[BRANO PROPOSTO]
· · ·
Sonetti in dialetto olevanese

PAESE ME’

L’amico Carlo Ielo ci ha fatto pervenire una copia di un libro in dialetto di Olevano scritto da un suo conoscente, Alessandro Cappella, e dedicato al suo paese di origine. Dal momento che l’Eco di Roccasecca non si limita a proporre soltanto Rime e Racconti in dialetto ciociaro, ma di qualunque altra lingua accessibile alla quanto mai svariata tipologia di lettori, ben volentieri parliamo di questo libro intitolato"Paese mè".

Se la memoria non ci fa difetto ci sembra che con lo stesso titolo abbiamo letto altri testi dedicati a Roccasecca, Colle San Magno, Colfelice ed altri paesi limitrofi e questo, se da una parte evidenzia forse una scarsa originalità dall’altra rafforza il significato che per ciascun autore rappresenta tale titolazione.
· · ·
[CONSEGNA DELL'ESERCIZIO]
1. Risponda alle seguenti domande sul brano dedicato al libro «Paese mè».
(a) Chi ha fatto pervenire alla redazione una copia del libro?
(b) Chi è l'autore del libro?
(c) A quali paesi, secondo il brano, sono stati dedicati altri testi con lo stesso titolo?
2. Prosegua il brano sui sonetti in dialetto olevanese, iniziando subito dopo la sua ultima frase.

[MATERIALE DI PARTENZA]
· · ·
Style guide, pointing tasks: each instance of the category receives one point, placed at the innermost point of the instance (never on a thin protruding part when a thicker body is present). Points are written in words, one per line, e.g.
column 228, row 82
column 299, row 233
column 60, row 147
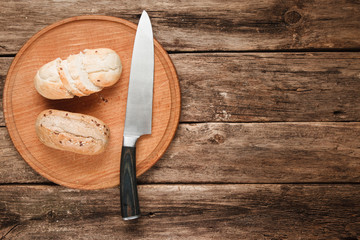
· · ·
[RISULTATI DELL'ESERCIZIO]
1.
(a) L'amico Carlo Ielo.
(b) Alessandro Cappella, un conoscente di Carlo Ielo.
(c) A Roccasecca, Colle San Magno, Colfelice e ad altri paesi limitrofi.

2.
L’autore medesimo, nell’introduzione a questi versi in dialetto olevanese, afferma che "i luoghi in cui siamo nati, lasciano sempre in noi un segno indelebile. I primi suoni, colori, odori che i nostri sensi percepiscono, costituiscono una sorta di impronta, un marchio che la nostra memoria ricorderà con emozione durante tutto il corso dell’ esistenza.(…) Io sono nato ad Olevano, in Via Pio cassetta, breve strada pianeggiante che sta sotto la Chiesa di Santa Margherita, nella marea di scalini, viuzze e tetti dell’antico borgo. (…) La coltura della vite e dell’ulivo erano l’attività principale, ed ad esse facevano da corollario tutta una serie di attività artigianali connesse. Il vecchio borgo, quindi, accoglieva da secoli botteghe di calzolai, sarti, barbieri, fabbri, maniscalchi, falegnami, bottai, che con i loro rumori, odori, colori, costituivano una sorta di sottofondo audio olfattivo che accompagnava il corso di ogni giornata. Almeno cinque o sei forni pubblici erano disseminati all’interno del borgo, uno di questi, situato sotto la stanza dove sono nato, era di proprietà di mio nonno. Essi erano perennemente accesi e dalle loro bocche entrava ed usciva di tutto, dalla miserabile focaccia di polenta agli arrosti e ai dolci, e alle leccornie varie dei giorni di festa e di cerimonia. Un capitolo a parte le cantine, erano decine, anzi molte decine, i loro odori e i loro rumori erano una specie di calendario che segnava il trascorrere dei giorni, dei mesi, dell’anno. (…) Questo insomma è ‘ggliò Paese mè’ "

Un dipinto del pittore tedesco Julius SCHNORR VON CAROLSFELD (1794-1872) raffigurante Olevano

 

Paese me’

Paese me’, che stà sopra a ‘sse morre

Baciato da ‘ggliò Sole e dalla Luna

Me stà ficcato ‘n petto a tutte l’ore

Ste pietre arreconoscio una a una!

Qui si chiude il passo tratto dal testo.